■ REQUIRED TASKS
a - In the post on seminars and talks below, what does it say a speaker should do when they don't know the answer to a question?
b - Reproduce the stretch of the post on seminars and talks below from "12. Emphasize on" through "manner. Good Luck.", keeping every word as it appears.

Seminars, workshops and talks are integral parts of my life. Whether give or listen to one, if it is not interesting and imaginative, becomes mental torture. Out of courtesy one cannot walk out. So, people end up being sitted with vacant eyes, numerous yawns and haphazard scribbles in the notepads, silently praying to the speaker to end the presentation early. Somehow the talk ends. Then comes another embarrassing situation. Questions please. Now if anyone ended up not understanding a single word after the first two introductory sentences, how s/he is supposed to ask questions? The dignified speakers will smile, walk hither and thither encouraging people to ask questions. In the mean time the bored listener will feel like being an ultimate dumbo. I started making points of dos and don'ts, as speaking is part of my profession. These facts came to my mind slowly in discrete manner. You can say practically I wrote this blog while slugging in some these sessions.
If you are invited for a talk:
1. Make sure your topic is in alignment to the occasion's demand, otherwise refuse to accept the invitation outright.
2. Try to learn about the attendees' educational background and grasping power as far as you can. Delivering nitty gritys of computational biology to Microbiologists in a evolutionary biologists' gathering will definitely have high scopes of disaster, how hard you may try to please the audience.
3. Do not loose track. You can definitely talk a lot about diverse topics. But, mixing can be really annoying at times. Play safe.
4. Try to read your listeners' mind. Look for peripheral signs of boringness like vacant stares, frequent yawning, changing sitting positions every 5 minutes, studying the roof, looking at others and a notebook getting passed between multiple people. Definitely it will contain scribblings about how boring is the orator.
If found any, be sure you are at wrong venue and wrong place among wrong listeners. Try to skip as many slides as you can and finish the talk quickly. Believe me, It will be a respite to both the parties.
If the talk is successful, some tips for the Q and A session:
5. Do not comment back on silly questions. I know, they can irritate you, but your comments will affect other people intending to ask next. Be patient with the queries and try to explain them as simply as you can .Technical gizmos will puzzle the participants more
6. By chance, if you do not know answer to any question, be frank rather than babbling something inconvenient and unexplainable. You are also a human being at the end of the day. You possibly cannot know and remember everything on this earth. Humbly accept this fact.
If you are a participant, try not to:
7. Attend workshops less related to work. It will minimize the boredom definitely.
8. Frown at organizers and all, once you are there.
9. Show attitude. A smiling approachable face takes you a long way while interacting with other participants and organizers.
10. Show clustering tendency with other people of your parent institute. It will discourage other institutes' participants from interacting with you.
11. Skip sessions in lieu of sight seeing. You never know, when chance can happen and you'll encounter something worthful. Sight seeing can wait till the workshop ends.
12. Emphasize on food and photographs. They are not that important. A workshop/seminar is meant to open more doors in your mind. Other things can happen any time.
13. Try utilizing the opportunities or leave the scope for another deserving person rather than ending up in a boring arrangement.
At last I will say talk sensibly. Advocate for interesting talks and useful workshops. Be choosy and utilize your power in selective manner. Good Luck.

■ RAW DATA

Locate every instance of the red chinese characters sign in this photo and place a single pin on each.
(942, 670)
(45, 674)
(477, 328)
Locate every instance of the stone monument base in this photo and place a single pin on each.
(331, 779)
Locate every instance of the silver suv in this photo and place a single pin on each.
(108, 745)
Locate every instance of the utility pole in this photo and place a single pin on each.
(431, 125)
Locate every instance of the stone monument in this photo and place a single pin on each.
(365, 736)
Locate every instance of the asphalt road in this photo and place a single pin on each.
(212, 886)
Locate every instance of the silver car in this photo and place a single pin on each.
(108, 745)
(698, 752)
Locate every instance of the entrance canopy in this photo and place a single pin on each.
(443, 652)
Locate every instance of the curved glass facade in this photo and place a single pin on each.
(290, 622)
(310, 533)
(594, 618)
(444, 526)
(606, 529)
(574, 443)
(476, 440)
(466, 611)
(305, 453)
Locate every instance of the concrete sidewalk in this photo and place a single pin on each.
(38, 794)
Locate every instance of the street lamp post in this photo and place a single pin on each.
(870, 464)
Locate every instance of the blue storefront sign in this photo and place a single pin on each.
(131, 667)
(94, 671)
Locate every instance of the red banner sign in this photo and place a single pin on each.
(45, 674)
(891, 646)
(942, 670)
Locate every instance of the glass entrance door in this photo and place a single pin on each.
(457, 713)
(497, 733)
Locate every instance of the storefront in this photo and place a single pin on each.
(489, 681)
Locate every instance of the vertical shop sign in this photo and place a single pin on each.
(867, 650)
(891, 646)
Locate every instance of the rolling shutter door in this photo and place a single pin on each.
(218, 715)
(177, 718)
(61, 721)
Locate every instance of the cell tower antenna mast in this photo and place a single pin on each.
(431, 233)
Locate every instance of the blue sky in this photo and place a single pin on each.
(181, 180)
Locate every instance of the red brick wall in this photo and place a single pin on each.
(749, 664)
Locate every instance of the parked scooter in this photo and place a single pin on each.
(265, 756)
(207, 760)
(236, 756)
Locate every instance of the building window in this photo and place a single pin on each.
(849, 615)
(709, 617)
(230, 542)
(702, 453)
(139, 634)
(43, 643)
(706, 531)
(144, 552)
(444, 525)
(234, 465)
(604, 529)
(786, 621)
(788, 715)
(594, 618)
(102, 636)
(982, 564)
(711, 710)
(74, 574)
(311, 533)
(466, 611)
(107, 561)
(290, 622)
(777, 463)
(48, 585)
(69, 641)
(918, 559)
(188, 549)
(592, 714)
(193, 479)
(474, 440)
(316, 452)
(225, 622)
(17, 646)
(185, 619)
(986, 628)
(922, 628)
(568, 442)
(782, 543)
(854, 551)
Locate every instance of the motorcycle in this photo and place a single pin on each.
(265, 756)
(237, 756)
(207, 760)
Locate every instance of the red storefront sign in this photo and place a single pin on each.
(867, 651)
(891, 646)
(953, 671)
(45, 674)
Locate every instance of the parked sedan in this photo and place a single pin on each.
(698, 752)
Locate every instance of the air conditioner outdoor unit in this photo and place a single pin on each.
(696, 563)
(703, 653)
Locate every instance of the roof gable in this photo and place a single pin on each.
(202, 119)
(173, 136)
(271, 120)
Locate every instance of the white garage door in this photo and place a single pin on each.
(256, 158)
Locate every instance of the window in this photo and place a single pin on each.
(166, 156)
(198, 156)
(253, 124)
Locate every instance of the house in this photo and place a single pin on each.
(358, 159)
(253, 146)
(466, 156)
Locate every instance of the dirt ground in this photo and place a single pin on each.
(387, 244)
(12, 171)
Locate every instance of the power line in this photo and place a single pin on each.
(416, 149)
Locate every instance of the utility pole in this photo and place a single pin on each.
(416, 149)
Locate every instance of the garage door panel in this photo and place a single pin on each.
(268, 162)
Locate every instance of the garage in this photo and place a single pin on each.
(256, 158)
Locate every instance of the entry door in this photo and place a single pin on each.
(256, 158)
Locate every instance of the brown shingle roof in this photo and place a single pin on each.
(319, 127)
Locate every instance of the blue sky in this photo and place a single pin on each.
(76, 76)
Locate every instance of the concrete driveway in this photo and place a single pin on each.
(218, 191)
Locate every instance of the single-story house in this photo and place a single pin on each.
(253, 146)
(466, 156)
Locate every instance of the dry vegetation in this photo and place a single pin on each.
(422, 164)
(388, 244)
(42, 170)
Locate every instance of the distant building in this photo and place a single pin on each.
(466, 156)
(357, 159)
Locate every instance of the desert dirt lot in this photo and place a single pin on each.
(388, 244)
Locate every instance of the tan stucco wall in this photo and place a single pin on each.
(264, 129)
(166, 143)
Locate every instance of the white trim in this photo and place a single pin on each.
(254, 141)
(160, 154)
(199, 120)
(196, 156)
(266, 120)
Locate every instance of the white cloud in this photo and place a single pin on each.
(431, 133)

■ ANSWERS FOR EACH ITEM
a - Be frank rather than babbling something inconvenient and unexplainable.

b -
12. Emphasize on food and photographs. They are not that important. A workshop/seminar is meant to open more doors in your mind. Other things can happen any time.
13. Try utilizing the opportunities or leave the scope for another deserving person rather than ending up in a boring arrangement.
At last I will say talk sensibly. Advocate for interesting talks and useful workshops. Be choosy and utilize your power in selective manner. Good Luck.